Task data

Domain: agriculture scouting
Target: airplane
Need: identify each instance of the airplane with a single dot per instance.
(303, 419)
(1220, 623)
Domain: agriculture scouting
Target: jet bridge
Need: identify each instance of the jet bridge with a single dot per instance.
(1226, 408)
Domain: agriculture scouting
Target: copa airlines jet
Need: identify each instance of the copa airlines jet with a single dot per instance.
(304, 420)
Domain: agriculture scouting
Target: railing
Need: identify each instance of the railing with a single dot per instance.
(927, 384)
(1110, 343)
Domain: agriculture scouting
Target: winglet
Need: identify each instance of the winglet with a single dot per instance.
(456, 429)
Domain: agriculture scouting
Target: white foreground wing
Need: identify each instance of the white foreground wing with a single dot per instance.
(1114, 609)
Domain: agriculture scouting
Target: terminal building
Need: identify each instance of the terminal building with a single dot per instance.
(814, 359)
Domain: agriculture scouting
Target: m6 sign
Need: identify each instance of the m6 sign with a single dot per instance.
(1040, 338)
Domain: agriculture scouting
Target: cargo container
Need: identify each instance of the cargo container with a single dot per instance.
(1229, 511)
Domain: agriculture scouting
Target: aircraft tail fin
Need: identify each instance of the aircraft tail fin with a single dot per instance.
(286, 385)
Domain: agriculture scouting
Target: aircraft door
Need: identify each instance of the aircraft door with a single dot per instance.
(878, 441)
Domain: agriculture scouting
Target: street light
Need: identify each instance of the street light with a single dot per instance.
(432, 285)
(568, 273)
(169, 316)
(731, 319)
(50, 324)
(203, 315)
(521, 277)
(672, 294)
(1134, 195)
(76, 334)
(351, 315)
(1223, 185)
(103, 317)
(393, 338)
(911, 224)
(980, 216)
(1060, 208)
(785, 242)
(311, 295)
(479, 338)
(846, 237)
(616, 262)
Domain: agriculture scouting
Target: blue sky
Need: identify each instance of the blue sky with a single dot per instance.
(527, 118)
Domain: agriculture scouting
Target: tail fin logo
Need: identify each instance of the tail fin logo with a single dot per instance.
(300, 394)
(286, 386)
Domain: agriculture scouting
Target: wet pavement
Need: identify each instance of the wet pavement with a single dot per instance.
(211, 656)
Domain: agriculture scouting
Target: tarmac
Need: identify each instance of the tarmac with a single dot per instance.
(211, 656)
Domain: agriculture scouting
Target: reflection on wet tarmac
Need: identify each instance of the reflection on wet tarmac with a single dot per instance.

Set task
Rewrite the listing above from its first line through the line containing "(1229, 511)", both ends included, leaving every line without an answer unchanged. In each answer, multiply both point coordinates by 0.35 and round each result to the nearest whole number, with halves rounded up.

Reply
Domain: agriculture scouting
Target: airplane
Need: identify each instance of the airplane with a single dot per instance.
(106, 147)
(427, 218)
Domain: agriculture scouting
Target: jet bridge
Need: identify each instance of the jet bridge with a single dot per instance.
(429, 143)
Domain: agriculture scouting
Target: copa airlines jet
Need: identify each instance of the copa airlines jet with a single dot per instance.
(106, 147)
Domain: agriculture scouting
Target: railing
Need: identify each instance of the railing with a single dot per instance.
(324, 134)
(389, 120)
Domain: agriculture scouting
Target: winglet
Need: identify each instance of the winglet with a single dot per instance.
(160, 150)
Domain: agriculture scouting
Target: white foreground wing
Need: identify each instance of the white foreground wing with a single dot per instance.
(390, 213)
Domain: agriculture scouting
Target: terminal building
Need: identify each instance of the terminal building with a single dot per instance.
(285, 126)
Domain: agriculture scouting
Target: m6 sign
Need: identify each instance of the m6 sign with a single dot per instance.
(364, 118)
Domain: agriculture scouting
Target: cargo container
Need: identify each instance of the cargo container with a single dot per instance.
(430, 179)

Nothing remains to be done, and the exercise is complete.